WHAT IS NEEDED »
Rewrite the records from the first line through the line containing "(496, 104), (552, 119)", inclusive, as a Markdown table with the columns Row and Line, giving each line a row number and leaving out blank lines.
━━━━
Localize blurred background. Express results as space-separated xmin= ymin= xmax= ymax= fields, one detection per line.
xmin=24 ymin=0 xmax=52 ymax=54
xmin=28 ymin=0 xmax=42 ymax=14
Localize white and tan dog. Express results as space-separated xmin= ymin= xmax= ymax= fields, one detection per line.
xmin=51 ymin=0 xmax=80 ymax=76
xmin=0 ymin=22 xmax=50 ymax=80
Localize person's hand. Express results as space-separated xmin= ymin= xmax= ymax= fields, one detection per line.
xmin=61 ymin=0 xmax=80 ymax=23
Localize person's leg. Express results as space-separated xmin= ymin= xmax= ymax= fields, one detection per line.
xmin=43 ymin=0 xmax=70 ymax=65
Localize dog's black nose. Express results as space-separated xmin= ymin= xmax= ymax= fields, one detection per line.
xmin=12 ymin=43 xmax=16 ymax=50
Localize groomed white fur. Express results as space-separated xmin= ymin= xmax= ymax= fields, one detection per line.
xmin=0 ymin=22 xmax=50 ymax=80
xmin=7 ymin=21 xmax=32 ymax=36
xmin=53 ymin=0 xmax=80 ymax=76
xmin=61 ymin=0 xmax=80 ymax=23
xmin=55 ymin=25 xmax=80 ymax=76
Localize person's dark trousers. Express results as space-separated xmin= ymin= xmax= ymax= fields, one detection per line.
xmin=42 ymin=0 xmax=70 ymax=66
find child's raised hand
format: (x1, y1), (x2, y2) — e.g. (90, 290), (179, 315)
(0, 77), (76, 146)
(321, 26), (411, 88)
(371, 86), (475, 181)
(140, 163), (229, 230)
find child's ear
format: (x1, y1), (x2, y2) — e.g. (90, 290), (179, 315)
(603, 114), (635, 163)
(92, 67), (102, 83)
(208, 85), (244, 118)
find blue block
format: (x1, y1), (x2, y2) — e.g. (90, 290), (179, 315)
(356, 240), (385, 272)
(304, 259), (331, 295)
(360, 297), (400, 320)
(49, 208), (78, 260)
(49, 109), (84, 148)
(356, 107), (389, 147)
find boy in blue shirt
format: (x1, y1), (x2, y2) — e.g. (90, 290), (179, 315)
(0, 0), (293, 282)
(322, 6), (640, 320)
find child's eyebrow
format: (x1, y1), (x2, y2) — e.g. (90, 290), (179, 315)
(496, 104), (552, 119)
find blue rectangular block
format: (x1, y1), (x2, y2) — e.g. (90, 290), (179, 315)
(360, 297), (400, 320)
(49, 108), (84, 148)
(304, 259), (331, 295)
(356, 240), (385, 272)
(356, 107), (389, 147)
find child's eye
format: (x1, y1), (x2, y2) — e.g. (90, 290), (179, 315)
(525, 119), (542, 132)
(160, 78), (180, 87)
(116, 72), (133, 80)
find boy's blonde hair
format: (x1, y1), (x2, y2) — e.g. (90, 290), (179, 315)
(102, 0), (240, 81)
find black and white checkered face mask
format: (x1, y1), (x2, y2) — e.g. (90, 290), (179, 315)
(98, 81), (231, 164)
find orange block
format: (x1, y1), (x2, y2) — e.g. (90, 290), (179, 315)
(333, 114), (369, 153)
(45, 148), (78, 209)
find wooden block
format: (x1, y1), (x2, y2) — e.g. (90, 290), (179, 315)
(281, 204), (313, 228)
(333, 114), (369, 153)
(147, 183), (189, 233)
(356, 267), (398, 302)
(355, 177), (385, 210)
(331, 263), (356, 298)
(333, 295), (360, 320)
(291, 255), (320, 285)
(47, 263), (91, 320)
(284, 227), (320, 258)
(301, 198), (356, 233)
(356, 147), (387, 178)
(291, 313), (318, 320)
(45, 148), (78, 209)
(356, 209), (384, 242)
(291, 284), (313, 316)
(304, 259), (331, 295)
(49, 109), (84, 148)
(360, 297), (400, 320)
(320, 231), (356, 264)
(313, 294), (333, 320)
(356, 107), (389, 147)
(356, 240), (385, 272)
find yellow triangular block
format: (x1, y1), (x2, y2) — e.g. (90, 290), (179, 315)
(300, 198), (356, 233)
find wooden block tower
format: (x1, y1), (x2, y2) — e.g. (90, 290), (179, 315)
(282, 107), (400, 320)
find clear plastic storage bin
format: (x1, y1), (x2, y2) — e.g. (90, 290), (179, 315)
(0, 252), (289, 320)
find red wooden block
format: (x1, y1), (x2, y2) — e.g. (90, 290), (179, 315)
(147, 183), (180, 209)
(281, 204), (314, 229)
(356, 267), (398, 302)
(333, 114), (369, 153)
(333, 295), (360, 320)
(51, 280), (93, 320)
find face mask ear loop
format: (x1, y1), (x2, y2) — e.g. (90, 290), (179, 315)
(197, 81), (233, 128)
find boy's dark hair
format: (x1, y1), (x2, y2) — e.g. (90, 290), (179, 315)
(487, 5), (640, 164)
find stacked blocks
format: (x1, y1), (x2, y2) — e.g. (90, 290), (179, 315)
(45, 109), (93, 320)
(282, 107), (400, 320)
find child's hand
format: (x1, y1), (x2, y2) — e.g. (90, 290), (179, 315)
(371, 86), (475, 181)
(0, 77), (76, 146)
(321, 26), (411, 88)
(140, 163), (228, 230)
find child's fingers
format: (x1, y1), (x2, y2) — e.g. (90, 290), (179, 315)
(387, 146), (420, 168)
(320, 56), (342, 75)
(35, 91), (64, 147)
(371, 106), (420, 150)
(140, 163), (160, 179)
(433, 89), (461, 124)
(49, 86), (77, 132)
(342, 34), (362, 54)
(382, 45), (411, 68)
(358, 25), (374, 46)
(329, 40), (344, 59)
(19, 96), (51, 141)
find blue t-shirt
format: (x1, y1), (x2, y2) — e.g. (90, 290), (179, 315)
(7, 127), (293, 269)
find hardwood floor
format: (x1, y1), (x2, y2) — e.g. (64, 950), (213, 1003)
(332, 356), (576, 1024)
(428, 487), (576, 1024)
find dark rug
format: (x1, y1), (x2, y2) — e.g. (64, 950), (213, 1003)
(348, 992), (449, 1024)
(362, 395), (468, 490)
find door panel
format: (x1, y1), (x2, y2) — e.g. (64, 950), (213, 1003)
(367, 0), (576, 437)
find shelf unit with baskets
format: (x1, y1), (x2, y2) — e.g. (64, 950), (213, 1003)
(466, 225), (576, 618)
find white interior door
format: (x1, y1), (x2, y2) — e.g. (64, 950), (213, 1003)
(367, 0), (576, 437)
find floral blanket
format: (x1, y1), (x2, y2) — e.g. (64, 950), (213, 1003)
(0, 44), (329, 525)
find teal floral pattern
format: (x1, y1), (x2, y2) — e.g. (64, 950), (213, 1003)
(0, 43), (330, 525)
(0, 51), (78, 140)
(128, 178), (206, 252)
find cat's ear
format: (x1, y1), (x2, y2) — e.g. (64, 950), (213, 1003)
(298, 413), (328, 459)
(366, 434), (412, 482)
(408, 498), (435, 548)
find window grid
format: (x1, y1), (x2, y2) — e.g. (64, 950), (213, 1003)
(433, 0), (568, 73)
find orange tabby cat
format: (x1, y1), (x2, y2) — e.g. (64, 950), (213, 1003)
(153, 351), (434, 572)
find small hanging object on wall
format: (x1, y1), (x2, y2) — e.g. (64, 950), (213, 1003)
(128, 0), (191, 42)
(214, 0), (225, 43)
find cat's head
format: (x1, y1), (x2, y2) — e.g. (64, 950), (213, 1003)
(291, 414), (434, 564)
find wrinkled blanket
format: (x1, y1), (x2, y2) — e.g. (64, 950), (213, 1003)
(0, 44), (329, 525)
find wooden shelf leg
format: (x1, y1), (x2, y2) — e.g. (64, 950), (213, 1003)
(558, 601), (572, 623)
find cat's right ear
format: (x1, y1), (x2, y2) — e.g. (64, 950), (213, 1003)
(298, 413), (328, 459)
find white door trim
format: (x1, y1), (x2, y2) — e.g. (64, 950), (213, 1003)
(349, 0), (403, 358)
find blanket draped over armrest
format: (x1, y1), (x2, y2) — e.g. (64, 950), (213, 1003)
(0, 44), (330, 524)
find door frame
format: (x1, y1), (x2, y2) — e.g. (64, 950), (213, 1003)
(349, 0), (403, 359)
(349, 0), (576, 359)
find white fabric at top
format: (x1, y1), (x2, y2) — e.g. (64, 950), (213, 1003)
━━━━
RESPONSE TO THE TASK »
| Row | Line |
|---|---|
| 1 | Localize blurred background. Express results as space-separated xmin= ymin= xmax= ymax= fields, one detection per line. |
| 2 | xmin=24 ymin=0 xmax=52 ymax=54 |
| 3 | xmin=28 ymin=0 xmax=42 ymax=14 |
| 4 | Localize white and tan dog. Express results as space-separated xmin= ymin= xmax= ymax= fields, one detection per line. |
| 5 | xmin=51 ymin=0 xmax=80 ymax=76 |
| 6 | xmin=0 ymin=22 xmax=50 ymax=80 |
| 7 | Localize person's hand. Express results as space-separated xmin= ymin= xmax= ymax= fields, one detection per line. |
| 8 | xmin=61 ymin=0 xmax=80 ymax=23 |
| 9 | Localize person's leg. Express results as space-separated xmin= ymin= xmax= ymax= fields, one detection per line. |
| 10 | xmin=43 ymin=0 xmax=70 ymax=65 |
| 11 | Localize dog's black nose. Express results as space-separated xmin= ymin= xmax= ymax= fields, one detection per line. |
| 12 | xmin=12 ymin=43 xmax=16 ymax=50 |
| 13 | Localize groomed white fur. Express results as space-separated xmin= ymin= xmax= ymax= fields, one detection per line. |
| 14 | xmin=0 ymin=22 xmax=50 ymax=80 |
| 15 | xmin=7 ymin=21 xmax=32 ymax=36 |
| 16 | xmin=53 ymin=0 xmax=80 ymax=76 |
| 17 | xmin=61 ymin=0 xmax=80 ymax=23 |
| 18 | xmin=55 ymin=25 xmax=80 ymax=76 |
| 19 | Localize person's dark trousers. Express results as space-separated xmin= ymin= xmax= ymax= fields, one detection per line. |
| 20 | xmin=42 ymin=0 xmax=70 ymax=66 |
| 21 | find child's raised hand |
| 22 | format: (x1, y1), (x2, y2) — e.g. (90, 290), (179, 315) |
| 23 | (0, 77), (76, 146) |
| 24 | (321, 26), (411, 88) |
| 25 | (371, 86), (475, 181) |
| 26 | (140, 163), (229, 230) |
| 27 | find child's ear |
| 28 | format: (x1, y1), (x2, y2) — e.g. (90, 290), (179, 315) |
| 29 | (603, 114), (635, 163) |
| 30 | (92, 67), (102, 83) |
| 31 | (208, 85), (244, 118) |
| 32 | find blue block |
| 33 | format: (x1, y1), (x2, y2) — e.g. (90, 290), (179, 315) |
| 34 | (356, 240), (385, 272) |
| 35 | (304, 259), (331, 295) |
| 36 | (360, 297), (400, 320) |
| 37 | (49, 208), (78, 260) |
| 38 | (49, 109), (84, 148) |
| 39 | (356, 107), (389, 147) |
| 40 | find boy in blue shirt |
| 41 | format: (x1, y1), (x2, y2) — e.g. (90, 290), (179, 315) |
| 42 | (0, 0), (293, 282) |
| 43 | (322, 6), (640, 320) |
| 44 | find child's eyebrow |
| 45 | format: (x1, y1), (x2, y2) — e.g. (90, 290), (179, 315) |
| 46 | (496, 104), (552, 119) |